◆ WORK TASK ◆
Return every one of the Source records lines below, copied character for character with nothing altered.

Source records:
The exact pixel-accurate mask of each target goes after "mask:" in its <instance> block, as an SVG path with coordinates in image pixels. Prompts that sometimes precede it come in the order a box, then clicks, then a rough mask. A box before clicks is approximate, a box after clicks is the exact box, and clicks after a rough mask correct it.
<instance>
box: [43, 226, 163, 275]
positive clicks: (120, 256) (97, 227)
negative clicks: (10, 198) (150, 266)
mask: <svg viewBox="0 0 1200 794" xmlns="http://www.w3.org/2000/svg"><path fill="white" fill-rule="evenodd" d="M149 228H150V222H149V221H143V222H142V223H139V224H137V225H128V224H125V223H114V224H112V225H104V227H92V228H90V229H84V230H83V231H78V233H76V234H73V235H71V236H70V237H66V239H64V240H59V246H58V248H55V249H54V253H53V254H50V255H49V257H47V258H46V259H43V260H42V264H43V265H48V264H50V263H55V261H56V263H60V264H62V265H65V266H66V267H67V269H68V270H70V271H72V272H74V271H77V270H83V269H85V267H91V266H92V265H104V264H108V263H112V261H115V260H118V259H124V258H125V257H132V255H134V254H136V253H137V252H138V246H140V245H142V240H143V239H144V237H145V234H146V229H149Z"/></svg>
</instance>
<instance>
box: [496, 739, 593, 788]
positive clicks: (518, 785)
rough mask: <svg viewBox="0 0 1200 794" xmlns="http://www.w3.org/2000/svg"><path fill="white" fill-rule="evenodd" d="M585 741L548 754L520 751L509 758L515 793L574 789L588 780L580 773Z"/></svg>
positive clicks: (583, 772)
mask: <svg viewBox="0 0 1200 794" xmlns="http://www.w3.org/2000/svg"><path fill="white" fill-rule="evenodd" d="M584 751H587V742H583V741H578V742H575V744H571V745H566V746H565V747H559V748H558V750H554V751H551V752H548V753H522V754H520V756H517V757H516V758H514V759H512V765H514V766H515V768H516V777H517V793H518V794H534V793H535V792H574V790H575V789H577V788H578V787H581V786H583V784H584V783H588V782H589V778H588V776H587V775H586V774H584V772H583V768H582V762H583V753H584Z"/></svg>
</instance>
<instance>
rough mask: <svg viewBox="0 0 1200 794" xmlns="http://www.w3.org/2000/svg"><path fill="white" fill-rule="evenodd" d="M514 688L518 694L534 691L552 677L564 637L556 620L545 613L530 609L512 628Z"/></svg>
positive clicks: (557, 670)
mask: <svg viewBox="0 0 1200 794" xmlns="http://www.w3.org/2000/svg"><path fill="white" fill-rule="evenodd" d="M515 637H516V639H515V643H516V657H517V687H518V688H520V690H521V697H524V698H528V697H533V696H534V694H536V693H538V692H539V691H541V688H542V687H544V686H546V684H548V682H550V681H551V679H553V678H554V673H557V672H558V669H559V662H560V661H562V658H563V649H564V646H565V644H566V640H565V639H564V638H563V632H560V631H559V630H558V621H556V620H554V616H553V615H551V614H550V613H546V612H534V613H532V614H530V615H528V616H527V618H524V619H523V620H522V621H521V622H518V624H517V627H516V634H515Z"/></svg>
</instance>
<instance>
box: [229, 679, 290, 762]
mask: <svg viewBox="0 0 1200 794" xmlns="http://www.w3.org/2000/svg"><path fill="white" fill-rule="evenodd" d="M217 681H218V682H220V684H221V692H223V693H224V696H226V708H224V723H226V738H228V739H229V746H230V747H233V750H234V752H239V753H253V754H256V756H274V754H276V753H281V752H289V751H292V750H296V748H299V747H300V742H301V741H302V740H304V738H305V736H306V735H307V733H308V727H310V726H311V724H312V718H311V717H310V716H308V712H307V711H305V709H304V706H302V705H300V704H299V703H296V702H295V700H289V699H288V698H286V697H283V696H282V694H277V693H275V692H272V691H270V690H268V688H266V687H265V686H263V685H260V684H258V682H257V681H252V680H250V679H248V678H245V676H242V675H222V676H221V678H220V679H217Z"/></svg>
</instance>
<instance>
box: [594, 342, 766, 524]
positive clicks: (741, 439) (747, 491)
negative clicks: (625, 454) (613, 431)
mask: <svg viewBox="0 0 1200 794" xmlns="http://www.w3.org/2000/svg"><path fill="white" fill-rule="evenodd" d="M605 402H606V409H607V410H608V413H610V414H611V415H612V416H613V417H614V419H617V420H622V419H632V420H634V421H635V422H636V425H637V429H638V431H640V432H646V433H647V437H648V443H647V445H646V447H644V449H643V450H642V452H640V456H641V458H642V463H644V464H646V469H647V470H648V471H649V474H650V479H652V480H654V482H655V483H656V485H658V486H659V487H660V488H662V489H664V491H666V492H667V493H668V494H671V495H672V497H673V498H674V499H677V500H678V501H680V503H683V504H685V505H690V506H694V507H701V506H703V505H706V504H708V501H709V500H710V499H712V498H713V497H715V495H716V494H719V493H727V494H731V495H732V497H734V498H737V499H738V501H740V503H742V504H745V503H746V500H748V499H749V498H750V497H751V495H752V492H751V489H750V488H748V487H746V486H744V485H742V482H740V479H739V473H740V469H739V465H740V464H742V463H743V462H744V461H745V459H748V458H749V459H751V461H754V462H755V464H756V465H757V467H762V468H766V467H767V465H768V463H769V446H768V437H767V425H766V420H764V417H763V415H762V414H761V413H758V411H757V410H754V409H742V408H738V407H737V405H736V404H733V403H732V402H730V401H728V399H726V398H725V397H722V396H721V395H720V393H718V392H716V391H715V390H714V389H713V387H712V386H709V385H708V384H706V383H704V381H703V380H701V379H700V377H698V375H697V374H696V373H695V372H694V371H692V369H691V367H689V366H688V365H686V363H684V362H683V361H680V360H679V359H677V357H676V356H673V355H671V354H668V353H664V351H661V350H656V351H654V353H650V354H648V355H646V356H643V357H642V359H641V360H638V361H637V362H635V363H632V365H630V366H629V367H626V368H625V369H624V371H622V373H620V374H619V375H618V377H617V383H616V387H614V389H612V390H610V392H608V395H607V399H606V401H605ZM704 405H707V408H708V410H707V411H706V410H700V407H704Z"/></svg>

◆ ANSWER BELOW ◆
The exact pixel-accurate mask of each target goes after "mask:" in its <instance> block, as an SVG path with coordinates in image pixels. Prompts that sometimes precede it come in the order a box, then clicks, then a rough mask. A box before clicks is approximate, a box after clicks is the exact box, and clicks after a rough mask correct it.
<instance>
box: [43, 226, 163, 275]
positive clicks: (120, 256) (97, 227)
negative clicks: (10, 198) (150, 266)
mask: <svg viewBox="0 0 1200 794" xmlns="http://www.w3.org/2000/svg"><path fill="white" fill-rule="evenodd" d="M149 228H150V222H149V221H143V222H142V223H139V224H137V225H128V224H125V223H114V224H112V225H104V227H92V228H90V229H84V230H83V231H78V233H76V234H73V235H71V236H70V237H66V239H64V240H59V246H58V248H55V249H54V253H53V254H50V255H49V257H47V258H46V259H43V260H42V264H43V265H48V264H50V263H55V261H56V263H60V264H62V265H65V266H66V267H67V269H68V270H70V271H72V272H74V271H77V270H83V269H85V267H91V266H92V265H104V264H108V263H112V261H115V260H118V259H124V258H125V257H132V255H134V254H136V253H137V252H138V246H140V245H142V240H143V239H144V237H145V234H146V229H149Z"/></svg>
</instance>
<instance>
box: [496, 739, 593, 788]
positive clicks: (518, 785)
rough mask: <svg viewBox="0 0 1200 794" xmlns="http://www.w3.org/2000/svg"><path fill="white" fill-rule="evenodd" d="M585 741L548 754L520 751L509 758L515 793L574 789L588 780L580 773Z"/></svg>
positive clicks: (583, 772)
mask: <svg viewBox="0 0 1200 794" xmlns="http://www.w3.org/2000/svg"><path fill="white" fill-rule="evenodd" d="M584 751H587V742H583V741H578V742H575V744H571V745H566V746H565V747H559V748H558V750H554V751H551V752H548V753H522V754H520V756H517V757H516V758H514V759H512V765H514V766H515V768H516V777H517V793H518V794H534V793H535V792H574V790H575V789H577V788H578V787H581V786H583V784H584V783H588V782H589V778H588V776H587V775H586V774H584V772H583V768H582V762H583V753H584Z"/></svg>
</instance>
<instance>
rough mask: <svg viewBox="0 0 1200 794" xmlns="http://www.w3.org/2000/svg"><path fill="white" fill-rule="evenodd" d="M514 688L518 694L534 691L552 677L564 637L556 620L545 613L530 609L512 628Z"/></svg>
positive clicks: (557, 670)
mask: <svg viewBox="0 0 1200 794" xmlns="http://www.w3.org/2000/svg"><path fill="white" fill-rule="evenodd" d="M515 637H516V639H515V643H516V657H517V687H518V688H520V690H521V697H524V698H528V697H533V696H534V694H536V693H538V692H539V691H541V688H542V687H544V686H546V684H548V682H550V681H551V679H553V678H554V673H557V672H558V669H559V662H560V661H562V658H563V649H564V646H565V644H566V640H565V639H564V638H563V632H560V631H559V630H558V621H556V620H554V616H553V615H551V614H550V613H546V612H534V613H532V614H530V615H528V616H527V618H524V619H523V620H522V621H521V622H518V624H517V627H516V634H515Z"/></svg>
</instance>
<instance>
box: [229, 679, 290, 762]
mask: <svg viewBox="0 0 1200 794" xmlns="http://www.w3.org/2000/svg"><path fill="white" fill-rule="evenodd" d="M217 681H218V682H220V684H221V692H223V693H224V696H226V708H224V723H226V738H228V739H229V746H230V747H233V750H234V752H239V753H253V754H256V756H274V754H276V753H281V752H289V751H292V750H296V748H299V747H300V742H301V741H302V740H304V738H305V736H306V735H307V733H308V727H310V726H311V724H312V718H311V717H310V716H308V712H307V711H305V709H304V706H302V705H300V704H299V703H296V702H295V700H289V699H288V698H286V697H283V696H282V694H277V693H275V692H272V691H270V690H268V688H266V687H265V686H263V685H260V684H258V682H257V681H252V680H250V679H248V678H245V676H242V675H222V676H221V678H220V679H217Z"/></svg>
</instance>
<instance>
box: [594, 342, 766, 524]
positive clicks: (741, 439) (747, 491)
negative clicks: (625, 454) (613, 431)
mask: <svg viewBox="0 0 1200 794" xmlns="http://www.w3.org/2000/svg"><path fill="white" fill-rule="evenodd" d="M605 402H606V409H607V410H608V413H610V414H611V415H612V416H613V417H614V419H617V420H622V419H632V420H634V421H635V422H636V425H637V429H638V431H640V432H646V433H647V437H648V443H647V445H646V447H644V449H643V450H642V452H640V456H641V458H642V463H644V464H646V469H647V470H648V471H649V474H650V479H652V480H654V482H655V483H656V485H658V486H659V487H660V488H662V489H664V491H666V492H667V493H668V494H671V495H672V497H673V498H674V499H677V500H678V501H680V503H683V504H685V505H690V506H694V507H701V506H703V505H706V504H708V501H709V500H710V499H712V498H713V497H715V495H716V494H719V493H727V494H731V495H732V497H734V498H737V499H738V501H740V503H742V504H745V503H746V500H748V499H749V498H750V497H751V495H752V492H751V489H750V488H748V487H746V486H744V485H742V482H740V479H739V473H740V469H739V465H740V464H742V463H743V462H744V461H745V459H748V458H749V459H751V461H754V462H755V464H756V465H757V467H762V468H766V467H767V465H768V463H769V446H768V437H767V425H766V420H764V417H763V415H762V414H761V413H758V411H757V410H754V409H742V408H738V407H737V405H736V404H733V403H732V402H730V401H728V399H726V398H725V397H722V396H721V395H720V393H718V392H716V391H715V390H714V389H713V387H712V386H709V385H708V384H706V383H704V381H703V380H701V379H700V377H698V375H697V374H696V373H695V372H694V371H692V369H691V367H689V366H688V365H686V363H684V362H683V361H680V360H679V359H677V357H676V356H673V355H671V354H668V353H664V351H661V350H656V351H654V353H650V354H648V355H646V356H643V357H642V359H641V360H638V361H637V362H635V363H632V365H630V366H629V367H626V368H625V369H624V371H622V373H620V374H619V375H618V377H617V383H616V387H614V389H612V390H610V392H608V395H607V399H606V401H605ZM704 405H707V408H708V410H707V411H706V410H700V407H704Z"/></svg>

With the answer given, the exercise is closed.